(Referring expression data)
::::::::
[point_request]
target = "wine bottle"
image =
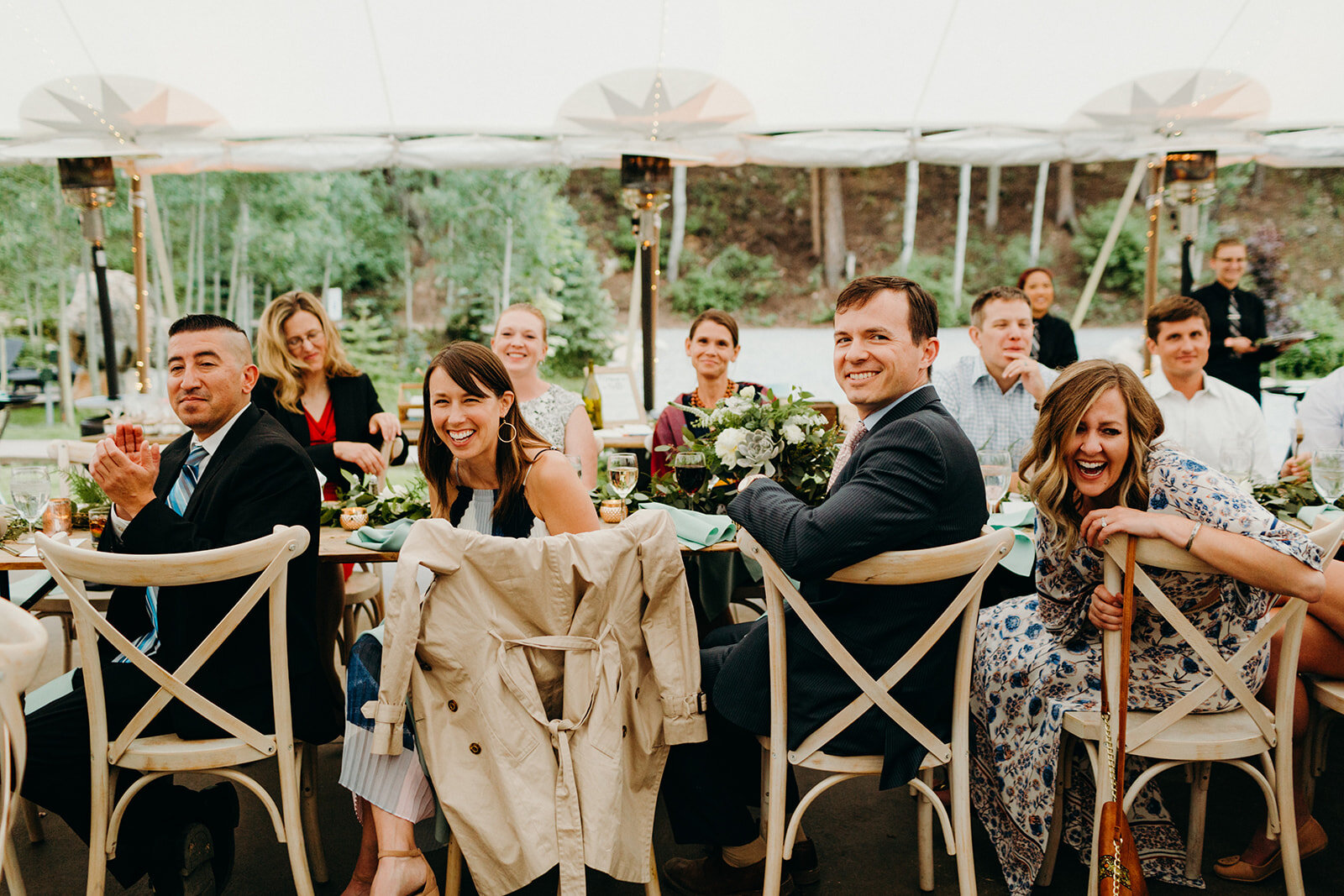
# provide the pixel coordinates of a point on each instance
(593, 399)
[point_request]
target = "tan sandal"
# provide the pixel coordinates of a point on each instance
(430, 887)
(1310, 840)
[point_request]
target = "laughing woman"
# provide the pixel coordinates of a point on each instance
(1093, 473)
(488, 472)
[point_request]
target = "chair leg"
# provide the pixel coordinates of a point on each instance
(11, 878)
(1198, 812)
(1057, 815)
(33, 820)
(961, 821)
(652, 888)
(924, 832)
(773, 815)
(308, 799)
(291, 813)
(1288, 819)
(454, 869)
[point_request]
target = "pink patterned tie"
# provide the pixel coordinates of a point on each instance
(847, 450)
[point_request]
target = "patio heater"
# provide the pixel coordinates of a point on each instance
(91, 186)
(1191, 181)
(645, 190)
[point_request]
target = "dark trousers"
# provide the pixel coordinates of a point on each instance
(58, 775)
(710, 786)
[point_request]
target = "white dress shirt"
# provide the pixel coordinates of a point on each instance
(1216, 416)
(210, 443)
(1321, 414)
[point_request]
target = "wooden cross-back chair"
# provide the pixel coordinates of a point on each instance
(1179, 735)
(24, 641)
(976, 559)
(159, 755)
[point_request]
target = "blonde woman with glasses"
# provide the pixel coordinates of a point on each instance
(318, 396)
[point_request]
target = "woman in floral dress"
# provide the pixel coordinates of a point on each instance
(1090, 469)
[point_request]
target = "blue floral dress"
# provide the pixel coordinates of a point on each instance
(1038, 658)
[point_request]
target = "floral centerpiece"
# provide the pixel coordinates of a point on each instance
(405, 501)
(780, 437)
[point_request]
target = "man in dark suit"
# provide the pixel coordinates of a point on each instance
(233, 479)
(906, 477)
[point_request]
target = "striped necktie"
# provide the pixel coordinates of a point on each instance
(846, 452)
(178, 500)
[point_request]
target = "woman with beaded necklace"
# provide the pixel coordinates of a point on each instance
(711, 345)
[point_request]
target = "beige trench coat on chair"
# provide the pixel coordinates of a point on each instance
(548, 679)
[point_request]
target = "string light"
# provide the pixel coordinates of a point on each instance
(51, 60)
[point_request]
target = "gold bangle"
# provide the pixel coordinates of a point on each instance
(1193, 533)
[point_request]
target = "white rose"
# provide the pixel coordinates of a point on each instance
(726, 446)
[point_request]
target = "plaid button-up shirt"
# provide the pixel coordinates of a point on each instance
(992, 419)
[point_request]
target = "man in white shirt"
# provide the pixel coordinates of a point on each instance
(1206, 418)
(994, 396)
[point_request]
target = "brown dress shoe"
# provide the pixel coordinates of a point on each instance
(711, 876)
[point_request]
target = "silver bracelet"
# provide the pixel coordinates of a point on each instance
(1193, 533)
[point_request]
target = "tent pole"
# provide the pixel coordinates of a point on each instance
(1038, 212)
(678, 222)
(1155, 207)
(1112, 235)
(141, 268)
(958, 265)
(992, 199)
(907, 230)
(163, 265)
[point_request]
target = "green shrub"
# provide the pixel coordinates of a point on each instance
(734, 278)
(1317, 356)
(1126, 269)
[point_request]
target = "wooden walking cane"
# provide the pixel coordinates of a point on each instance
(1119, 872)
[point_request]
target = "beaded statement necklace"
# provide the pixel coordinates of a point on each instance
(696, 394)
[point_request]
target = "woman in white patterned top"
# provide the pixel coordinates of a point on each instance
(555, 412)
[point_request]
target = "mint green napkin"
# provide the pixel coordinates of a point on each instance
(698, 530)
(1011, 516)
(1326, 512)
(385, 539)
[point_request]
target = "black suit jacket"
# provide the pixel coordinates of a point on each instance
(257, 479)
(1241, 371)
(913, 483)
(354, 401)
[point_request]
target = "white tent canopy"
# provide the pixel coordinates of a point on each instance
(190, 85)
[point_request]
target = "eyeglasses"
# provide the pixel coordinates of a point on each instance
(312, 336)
::::::::
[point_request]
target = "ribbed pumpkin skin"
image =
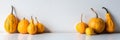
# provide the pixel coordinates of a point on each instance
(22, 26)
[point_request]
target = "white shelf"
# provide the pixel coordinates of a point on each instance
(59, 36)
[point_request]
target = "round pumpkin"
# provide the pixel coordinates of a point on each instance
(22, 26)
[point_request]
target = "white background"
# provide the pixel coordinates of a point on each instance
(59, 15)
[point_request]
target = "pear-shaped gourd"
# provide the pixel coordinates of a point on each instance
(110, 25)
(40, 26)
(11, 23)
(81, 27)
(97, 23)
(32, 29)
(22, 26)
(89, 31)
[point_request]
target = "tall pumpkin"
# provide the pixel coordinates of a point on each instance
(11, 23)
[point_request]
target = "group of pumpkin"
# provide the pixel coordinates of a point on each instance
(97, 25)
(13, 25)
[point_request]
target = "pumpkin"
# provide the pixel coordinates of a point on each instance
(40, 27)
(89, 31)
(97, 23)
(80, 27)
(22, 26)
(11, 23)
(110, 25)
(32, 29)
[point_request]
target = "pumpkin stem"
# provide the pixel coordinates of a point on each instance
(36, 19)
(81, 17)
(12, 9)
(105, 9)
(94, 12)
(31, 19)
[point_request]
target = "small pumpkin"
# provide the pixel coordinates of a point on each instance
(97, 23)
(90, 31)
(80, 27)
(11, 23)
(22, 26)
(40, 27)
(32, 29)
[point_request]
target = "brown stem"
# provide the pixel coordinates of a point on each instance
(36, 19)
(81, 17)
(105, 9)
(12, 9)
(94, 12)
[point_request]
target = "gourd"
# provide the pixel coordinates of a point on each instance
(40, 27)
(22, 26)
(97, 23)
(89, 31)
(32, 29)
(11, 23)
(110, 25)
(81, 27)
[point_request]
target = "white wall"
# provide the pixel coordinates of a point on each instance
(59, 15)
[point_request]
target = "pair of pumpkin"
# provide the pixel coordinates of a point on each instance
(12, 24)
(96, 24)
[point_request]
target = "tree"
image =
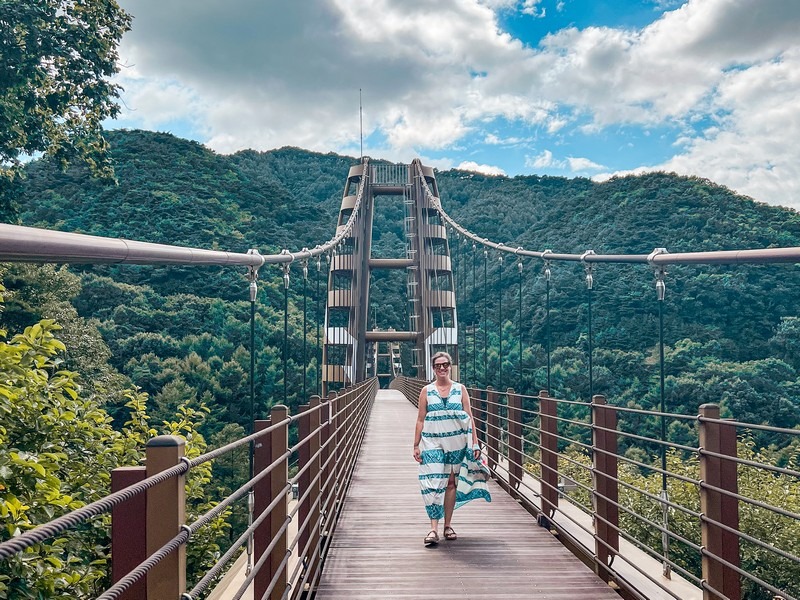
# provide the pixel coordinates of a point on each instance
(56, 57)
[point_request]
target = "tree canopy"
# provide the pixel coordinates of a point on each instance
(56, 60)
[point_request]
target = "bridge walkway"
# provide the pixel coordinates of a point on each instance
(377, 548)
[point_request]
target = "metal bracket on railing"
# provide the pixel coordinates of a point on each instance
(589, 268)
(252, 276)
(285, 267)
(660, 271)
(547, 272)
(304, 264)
::::::::
■ **DESCRIPTION OF THE TASK**
Filter the entries down to the lines with the word "gourd" in them.

■ **THE ANSWER**
target = "pear-shaped gourd"
target = "gourd"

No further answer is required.